(Beginning of Material provided)

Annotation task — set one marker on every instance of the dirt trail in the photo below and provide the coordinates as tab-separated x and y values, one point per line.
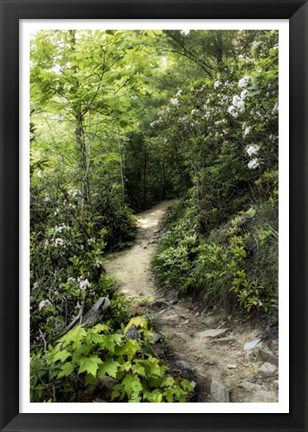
206	344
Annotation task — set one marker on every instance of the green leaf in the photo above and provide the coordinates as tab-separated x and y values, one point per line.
73	336
89	364
132	385
66	370
62	356
138	321
109	367
130	348
139	370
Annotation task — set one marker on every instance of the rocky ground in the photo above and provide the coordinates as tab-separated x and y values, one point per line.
230	360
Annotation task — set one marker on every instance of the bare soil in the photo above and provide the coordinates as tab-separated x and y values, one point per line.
185	325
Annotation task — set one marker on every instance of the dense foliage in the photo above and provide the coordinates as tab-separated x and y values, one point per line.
120	121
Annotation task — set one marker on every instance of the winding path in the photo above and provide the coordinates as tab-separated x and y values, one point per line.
209	342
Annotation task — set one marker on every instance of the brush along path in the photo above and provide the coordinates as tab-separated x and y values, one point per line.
230	360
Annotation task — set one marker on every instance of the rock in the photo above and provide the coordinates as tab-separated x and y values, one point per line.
219	392
132	333
209	362
267	370
184	369
182	364
160	303
247	391
252	344
267	356
230	366
209	320
265	396
169	319
224	341
211	333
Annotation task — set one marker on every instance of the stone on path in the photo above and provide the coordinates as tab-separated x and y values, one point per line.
224	341
211	333
219	392
267	370
268	356
252	344
230	366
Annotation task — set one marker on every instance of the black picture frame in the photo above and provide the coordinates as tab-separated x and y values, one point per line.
11	12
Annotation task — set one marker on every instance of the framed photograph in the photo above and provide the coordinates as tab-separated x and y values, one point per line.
153	217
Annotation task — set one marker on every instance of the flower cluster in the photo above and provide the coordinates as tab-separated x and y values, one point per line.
44	304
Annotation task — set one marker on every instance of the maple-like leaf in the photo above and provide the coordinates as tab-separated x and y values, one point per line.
89	364
132	385
62	356
66	370
109	367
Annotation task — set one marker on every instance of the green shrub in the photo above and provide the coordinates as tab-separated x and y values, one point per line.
82	357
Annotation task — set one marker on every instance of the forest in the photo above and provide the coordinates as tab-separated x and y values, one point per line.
125	126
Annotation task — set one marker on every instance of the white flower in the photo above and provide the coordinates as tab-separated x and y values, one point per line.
253	164
253	149
84	284
232	111
43	304
238	102
247	131
244	81
61	228
73	192
71	280
59	242
174	101
244	94
255	44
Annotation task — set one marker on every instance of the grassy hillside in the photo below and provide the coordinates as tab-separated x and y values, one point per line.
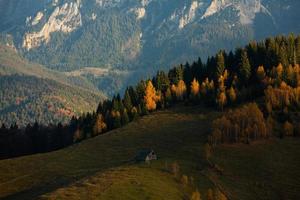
30	92
99	168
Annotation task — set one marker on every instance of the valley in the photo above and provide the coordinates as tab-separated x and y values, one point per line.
99	169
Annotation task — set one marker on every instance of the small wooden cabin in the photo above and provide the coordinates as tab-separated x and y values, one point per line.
145	155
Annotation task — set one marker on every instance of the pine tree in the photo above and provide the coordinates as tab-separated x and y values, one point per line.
134	113
180	90
220	65
244	67
116	119
127	100
210	194
124	118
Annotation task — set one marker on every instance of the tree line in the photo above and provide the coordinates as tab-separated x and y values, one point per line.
226	79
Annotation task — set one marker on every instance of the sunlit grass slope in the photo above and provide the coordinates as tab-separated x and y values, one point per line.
99	168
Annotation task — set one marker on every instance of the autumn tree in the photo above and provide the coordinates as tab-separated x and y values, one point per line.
196	195
127	100
151	97
179	90
195	88
99	126
221	100
207	152
219	195
260	73
232	94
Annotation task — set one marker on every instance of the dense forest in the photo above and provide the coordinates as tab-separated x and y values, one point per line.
264	76
26	99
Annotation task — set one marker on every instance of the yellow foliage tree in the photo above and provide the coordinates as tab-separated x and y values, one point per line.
179	90
99	125
151	97
279	71
221	100
232	94
260	73
196	195
195	88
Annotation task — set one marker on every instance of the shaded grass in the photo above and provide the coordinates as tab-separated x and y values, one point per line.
99	168
173	134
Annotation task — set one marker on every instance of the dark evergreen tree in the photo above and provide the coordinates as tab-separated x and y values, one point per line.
124	118
244	68
220	64
127	101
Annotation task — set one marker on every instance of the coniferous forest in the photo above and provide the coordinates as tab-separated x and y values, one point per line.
257	89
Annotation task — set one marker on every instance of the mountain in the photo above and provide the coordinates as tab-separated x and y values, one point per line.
98	168
30	92
143	35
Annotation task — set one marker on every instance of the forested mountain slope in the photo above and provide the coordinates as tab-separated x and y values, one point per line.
30	92
142	36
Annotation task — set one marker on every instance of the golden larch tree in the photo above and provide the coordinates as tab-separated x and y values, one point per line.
232	94
195	87
221	100
151	97
99	125
260	73
196	195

(End of Material provided)

_What you should do_: Every line of the data above should be repeated exactly. Omit the pictures.

_Result of the task_:
Annotation task — set one marker on every instance of the dirt trail in the photo below and provide the coordinates as tab-separated x and y values, one point per line.
206	344
Annotation task — set one marker on every instance of the green leaf in the photo above and provide the coordinates as tab-separated x and y values, one point per line.
73	336
89	364
132	385
66	370
62	356
138	321
109	367
130	348
139	370
Annotation task — set one marker on every instance of the rocky ground in the photo above and provide the coordinates as tab-separated x and y values, one point per line.
230	360
Annotation task — set one marker on every instance of the bare soil in the photo above and provide the coordinates as tab-separated x and y values, one point per line.
185	325
Annotation task — set one marker on every instance of the dense foliage in the photo above and provide the coordinates as tab-separated x and y values, one point per line.
120	121
Annotation task — set one marker on every instance of the winding path in the photo above and provide the coordinates as tab-separated x and y values, one point per line.
209	342
Annotation task — set one marker on every instance of the brush along path in the photo above and provide the coordinates as tab-separated x and y values, one point per line.
230	360
Annotation task — set one marker on every instance of the rock in the photo above and provide the coordinates as tab-separated x and y values, one point per line.
219	392
132	333
209	362
267	370
184	369
182	364
160	303
247	391
252	344
267	356
230	366
209	320
265	396
169	319
224	341
211	333
Annotation task — set one marker on every instance of the stone on path in the photo above and provide the coordinates as tab-separated x and y values, one point per line.
224	341
211	333
219	392
267	370
268	356
252	344
230	366
Annotation task — set one marker on every instance of the black picture frame in the photo above and provide the coordinates as tab-separated x and y values, one point per line.
11	12
Annotation task — set one marker on every instance of the framed photograph in the photo above and provide the coordinates as tab-separated x and y values, one point per line.
153	217
Annotation task — set one marker on every instance of the flower cluster in the photo above and provide the coordinates as tab-separated x and y values, one point per line.
44	304
Annotation task — set one marker on every instance of the maple-like leaf in the photo above and provide the coordinates as tab-separated x and y values, one point per line.
89	364
132	385
62	356
66	370
109	367
Annotation task — set one marker on every instance of the green shrub in the photo above and provide the coordinates as tab-separated x and y values, one point per line.
82	357
Annotation task — set one marker on every instance of the forest in the photo above and provide the coordinates as tab-separated x and y values, one point per line.
125	126
Annotation task — set one marker on every instance of the white flower in the photo above and provide the coordinates as tab-separated x and y values, one point per line.
253	164
253	149
84	284
232	111
43	304
238	102
247	131
244	81
61	228
73	192
71	280
59	242
174	101
244	94
255	44
Annotation task — set one marker on every instance of the grassy hillside in the photo below and provide the coordinates as tab-separated x and y values, one point per line.
30	92
99	168
Annotation task — set one marker on every instance of the valley in the photo above and provide the coordinates as tab-separated x and y values, one point per line.
99	169
Annotation task — set one marker on every instance of the small wooden cabin in the photo above and provide the coordinates as tab-separated x and y values, one point per line.
145	155
Annotation task — set one marker on every instance of the pine tree in the photo above and provide the coordinates as tab-separated x and y values, one point per line.
134	113
180	90
220	65
244	67
116	119
127	100
210	194
124	118
Annotation task — set one marker on every instance of the tree line in the photo above and provide the coordinates as tab-separated x and y values, one point per line.
226	79
Annotation task — set one marker on every instance of the sunlit grass slope in the photo above and provide the coordinates as tab-separated x and y values, one point per line.
99	168
Annotation task — set one marker on every instance of the autumn tree in the photo above and provide the coordinates as tab-separated x and y values, one point per line.
196	195
127	100
151	97
179	90
195	88
99	126
221	100
207	152
219	195
260	73
232	94
Annotation task — set one marker on every instance of the dense forest in the photo above and provide the coordinates as tab-separated x and y values, one point per line.
264	76
26	99
Annotation task — set one marker on every instance of the yellow foliage tree in the photo above and provide the coordinates as tab-separated x and y values, one point per line.
179	90
99	125
151	97
279	71
221	100
232	94
260	73
196	195
195	88
Annotation task — set one marker on every instance of the shaded grass in the photo above and provide the coordinates as tab-separated x and y values, one point per line.
99	168
173	134
Annotation task — set one marker on every instance of the dark evergreen tree in the photo above and provide the coordinates as tab-separated x and y values, one point per line.
124	118
244	68
220	64
127	101
Annotation task — set one marker on every instance of the coniferous forest in the photo above and provide the coordinates as tab-separated x and y values, one point per line.
257	89
Annotation task — set one marker on every instance of the mountain in the photo above and provide the coordinates as tab-separated x and y values, one point per line.
98	168
30	92
143	35
Annotation task — set one marker on every instance of the forested mountain slope in the photo above and provide the coordinates as tab-separated x and y values, one point per line.
30	92
142	36
Annotation task — set one marker on every instance of the golden larch tree in the photo above and provide the coordinates as tab-separated x and y values, one point per line.
232	94
195	87
221	100
151	97
99	125
260	73
196	195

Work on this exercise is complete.